↓↓↓

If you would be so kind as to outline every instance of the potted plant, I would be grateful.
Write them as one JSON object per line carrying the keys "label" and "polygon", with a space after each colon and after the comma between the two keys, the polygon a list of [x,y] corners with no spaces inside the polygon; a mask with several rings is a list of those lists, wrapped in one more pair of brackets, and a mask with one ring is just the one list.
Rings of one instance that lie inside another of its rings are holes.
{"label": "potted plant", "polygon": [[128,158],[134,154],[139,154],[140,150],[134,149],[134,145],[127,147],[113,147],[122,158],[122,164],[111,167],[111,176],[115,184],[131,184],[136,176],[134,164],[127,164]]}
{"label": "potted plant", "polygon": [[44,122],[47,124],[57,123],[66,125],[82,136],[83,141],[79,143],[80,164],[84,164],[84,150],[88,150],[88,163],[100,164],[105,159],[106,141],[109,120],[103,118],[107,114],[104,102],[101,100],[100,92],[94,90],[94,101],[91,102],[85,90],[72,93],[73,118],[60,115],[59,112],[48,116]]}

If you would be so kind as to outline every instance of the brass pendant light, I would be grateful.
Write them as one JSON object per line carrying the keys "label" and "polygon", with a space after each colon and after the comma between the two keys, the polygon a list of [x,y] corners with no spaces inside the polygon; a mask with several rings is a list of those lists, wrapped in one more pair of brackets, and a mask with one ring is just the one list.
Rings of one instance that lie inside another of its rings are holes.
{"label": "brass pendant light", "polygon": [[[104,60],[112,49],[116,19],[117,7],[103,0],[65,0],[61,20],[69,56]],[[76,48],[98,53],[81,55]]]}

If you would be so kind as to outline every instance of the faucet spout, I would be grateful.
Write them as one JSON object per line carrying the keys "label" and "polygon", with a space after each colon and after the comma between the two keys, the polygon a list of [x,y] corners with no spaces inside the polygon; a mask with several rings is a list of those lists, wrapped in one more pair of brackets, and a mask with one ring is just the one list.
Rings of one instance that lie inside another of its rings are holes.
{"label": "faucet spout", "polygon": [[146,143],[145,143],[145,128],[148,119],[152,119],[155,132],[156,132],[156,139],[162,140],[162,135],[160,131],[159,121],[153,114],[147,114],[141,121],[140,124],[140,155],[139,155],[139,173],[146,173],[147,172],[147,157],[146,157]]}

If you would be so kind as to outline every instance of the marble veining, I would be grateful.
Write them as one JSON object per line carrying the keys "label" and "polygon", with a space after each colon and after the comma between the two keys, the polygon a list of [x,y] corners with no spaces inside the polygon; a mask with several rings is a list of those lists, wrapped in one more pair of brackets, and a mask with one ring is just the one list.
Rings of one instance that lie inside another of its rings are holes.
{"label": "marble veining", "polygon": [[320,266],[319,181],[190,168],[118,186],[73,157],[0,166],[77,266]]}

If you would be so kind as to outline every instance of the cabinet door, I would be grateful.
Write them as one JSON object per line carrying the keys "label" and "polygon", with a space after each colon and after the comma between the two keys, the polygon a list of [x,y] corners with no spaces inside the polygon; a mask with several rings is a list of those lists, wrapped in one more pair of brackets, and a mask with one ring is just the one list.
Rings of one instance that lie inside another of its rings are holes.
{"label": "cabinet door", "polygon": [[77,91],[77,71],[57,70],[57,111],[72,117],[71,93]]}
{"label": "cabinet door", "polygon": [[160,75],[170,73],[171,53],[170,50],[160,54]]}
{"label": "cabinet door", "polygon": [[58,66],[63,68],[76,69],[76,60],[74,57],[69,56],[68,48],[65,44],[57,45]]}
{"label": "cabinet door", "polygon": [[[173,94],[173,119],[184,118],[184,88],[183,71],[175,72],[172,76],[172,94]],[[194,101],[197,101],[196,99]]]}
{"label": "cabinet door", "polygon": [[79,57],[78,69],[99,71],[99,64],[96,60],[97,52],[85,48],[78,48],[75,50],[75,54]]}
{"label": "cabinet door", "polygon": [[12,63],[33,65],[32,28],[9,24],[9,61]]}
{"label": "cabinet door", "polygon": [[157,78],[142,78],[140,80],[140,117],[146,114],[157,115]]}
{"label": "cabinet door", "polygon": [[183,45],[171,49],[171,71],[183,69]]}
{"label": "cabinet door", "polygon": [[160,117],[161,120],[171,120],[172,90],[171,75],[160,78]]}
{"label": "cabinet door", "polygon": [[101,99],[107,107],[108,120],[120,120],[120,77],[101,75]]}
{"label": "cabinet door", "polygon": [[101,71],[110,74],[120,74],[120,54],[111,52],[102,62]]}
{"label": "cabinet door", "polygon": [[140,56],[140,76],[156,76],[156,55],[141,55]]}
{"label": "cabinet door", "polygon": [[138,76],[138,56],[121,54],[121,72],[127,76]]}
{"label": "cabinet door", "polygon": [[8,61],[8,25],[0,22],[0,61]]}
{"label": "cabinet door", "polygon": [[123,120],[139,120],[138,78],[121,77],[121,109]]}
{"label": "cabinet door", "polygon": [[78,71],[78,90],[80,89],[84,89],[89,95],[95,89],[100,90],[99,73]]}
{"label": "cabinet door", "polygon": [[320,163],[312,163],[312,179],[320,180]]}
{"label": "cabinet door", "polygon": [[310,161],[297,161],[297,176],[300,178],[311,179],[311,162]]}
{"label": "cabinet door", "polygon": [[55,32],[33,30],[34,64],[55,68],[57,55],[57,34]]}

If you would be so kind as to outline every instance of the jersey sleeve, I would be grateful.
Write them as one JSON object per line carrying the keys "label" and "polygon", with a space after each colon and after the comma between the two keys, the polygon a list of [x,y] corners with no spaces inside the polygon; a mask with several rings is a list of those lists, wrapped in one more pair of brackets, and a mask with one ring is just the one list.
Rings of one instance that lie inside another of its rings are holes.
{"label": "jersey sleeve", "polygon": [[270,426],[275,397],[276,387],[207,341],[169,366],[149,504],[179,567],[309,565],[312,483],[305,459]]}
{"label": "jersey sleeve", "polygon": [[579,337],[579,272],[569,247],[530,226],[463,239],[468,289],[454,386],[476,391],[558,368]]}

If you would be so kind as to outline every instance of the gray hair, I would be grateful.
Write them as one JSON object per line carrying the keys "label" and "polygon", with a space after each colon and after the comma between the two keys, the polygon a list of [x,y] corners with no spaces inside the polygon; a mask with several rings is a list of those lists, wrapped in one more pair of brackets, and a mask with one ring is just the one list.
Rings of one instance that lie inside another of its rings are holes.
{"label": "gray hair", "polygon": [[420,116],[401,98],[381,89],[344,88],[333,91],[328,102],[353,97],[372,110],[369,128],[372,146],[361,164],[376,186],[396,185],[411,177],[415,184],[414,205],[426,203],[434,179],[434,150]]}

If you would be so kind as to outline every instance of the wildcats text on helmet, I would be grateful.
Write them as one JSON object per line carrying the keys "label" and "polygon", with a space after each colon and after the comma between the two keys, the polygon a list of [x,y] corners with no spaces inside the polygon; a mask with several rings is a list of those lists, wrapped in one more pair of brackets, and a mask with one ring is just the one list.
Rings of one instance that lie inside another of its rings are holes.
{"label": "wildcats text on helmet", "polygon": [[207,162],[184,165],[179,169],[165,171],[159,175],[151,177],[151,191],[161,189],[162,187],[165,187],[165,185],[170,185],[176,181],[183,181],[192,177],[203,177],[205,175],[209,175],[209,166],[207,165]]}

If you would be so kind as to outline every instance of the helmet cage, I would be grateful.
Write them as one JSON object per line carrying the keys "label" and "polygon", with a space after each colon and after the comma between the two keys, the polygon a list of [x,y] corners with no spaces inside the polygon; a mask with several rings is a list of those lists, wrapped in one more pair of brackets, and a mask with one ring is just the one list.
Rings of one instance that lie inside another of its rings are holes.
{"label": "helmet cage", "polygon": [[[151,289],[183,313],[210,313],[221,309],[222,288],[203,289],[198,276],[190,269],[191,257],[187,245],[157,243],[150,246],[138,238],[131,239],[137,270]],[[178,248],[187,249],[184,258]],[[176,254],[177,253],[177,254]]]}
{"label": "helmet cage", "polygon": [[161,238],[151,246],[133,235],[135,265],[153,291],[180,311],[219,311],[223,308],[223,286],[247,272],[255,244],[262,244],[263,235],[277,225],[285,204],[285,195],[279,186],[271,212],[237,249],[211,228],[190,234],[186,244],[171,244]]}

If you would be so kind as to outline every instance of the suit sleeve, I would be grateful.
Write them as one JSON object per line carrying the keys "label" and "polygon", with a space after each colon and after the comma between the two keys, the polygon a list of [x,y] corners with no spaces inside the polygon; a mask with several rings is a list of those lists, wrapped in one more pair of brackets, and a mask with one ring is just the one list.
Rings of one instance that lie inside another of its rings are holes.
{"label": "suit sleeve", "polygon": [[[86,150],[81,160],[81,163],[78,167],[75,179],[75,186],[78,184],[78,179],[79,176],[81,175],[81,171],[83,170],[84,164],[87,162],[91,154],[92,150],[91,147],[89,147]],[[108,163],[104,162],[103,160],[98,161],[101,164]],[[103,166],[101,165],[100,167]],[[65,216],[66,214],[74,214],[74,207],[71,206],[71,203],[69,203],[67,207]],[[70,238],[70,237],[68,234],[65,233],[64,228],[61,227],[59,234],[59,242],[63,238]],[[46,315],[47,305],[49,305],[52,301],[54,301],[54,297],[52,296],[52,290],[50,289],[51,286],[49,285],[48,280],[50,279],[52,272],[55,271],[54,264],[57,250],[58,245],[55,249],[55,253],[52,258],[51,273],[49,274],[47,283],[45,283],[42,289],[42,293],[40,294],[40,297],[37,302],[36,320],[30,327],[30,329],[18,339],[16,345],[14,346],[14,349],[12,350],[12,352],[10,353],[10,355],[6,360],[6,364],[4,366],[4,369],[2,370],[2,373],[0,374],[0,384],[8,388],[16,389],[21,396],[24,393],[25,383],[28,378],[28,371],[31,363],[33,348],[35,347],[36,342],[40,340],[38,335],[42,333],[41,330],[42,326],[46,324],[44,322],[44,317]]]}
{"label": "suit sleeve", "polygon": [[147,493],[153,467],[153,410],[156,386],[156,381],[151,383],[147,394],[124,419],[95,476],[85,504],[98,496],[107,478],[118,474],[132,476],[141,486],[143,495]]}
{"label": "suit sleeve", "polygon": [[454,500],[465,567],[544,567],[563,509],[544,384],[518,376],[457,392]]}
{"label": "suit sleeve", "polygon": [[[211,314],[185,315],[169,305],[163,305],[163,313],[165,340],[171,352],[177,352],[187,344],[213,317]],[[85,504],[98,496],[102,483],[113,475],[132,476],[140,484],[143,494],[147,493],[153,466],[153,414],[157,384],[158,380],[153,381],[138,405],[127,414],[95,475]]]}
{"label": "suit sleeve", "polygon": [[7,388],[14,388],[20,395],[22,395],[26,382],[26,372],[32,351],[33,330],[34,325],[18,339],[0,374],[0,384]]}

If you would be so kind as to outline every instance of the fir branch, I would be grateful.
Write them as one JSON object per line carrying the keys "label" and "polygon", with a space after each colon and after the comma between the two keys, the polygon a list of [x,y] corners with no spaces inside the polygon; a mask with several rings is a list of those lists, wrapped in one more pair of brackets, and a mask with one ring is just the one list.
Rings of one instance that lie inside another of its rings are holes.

↑↑↑

ACTION ITEM → Scan the records above for the lines holding "hair, I would be grateful." and "helmet, I would be grateful.". Transcribe those two and every line between them word for word, and no others.

ANSWER SPACE →
If you would be so kind as to outline every instance of the gray hair, I would be grateful.
Write them as one JSON object per line carrying the keys "label" and "polygon", with a space after each colon and after the comma between the two keys, the polygon a list of [x,y] corners with no spaces inside the polygon; a mask with several rings is a list of those lists, wrapped in one more pair of brackets, and a mask with one ring is just the one list.
Rings of one instance that lie inside another of its rings are holes.
{"label": "gray hair", "polygon": [[420,116],[401,98],[381,89],[344,88],[333,91],[328,102],[353,97],[372,110],[369,128],[372,146],[361,164],[376,186],[396,185],[411,177],[415,184],[414,205],[426,203],[434,179],[434,150]]}

If you would be so kind as to outline every instance of the wildcats text on helmet, I would be grateful.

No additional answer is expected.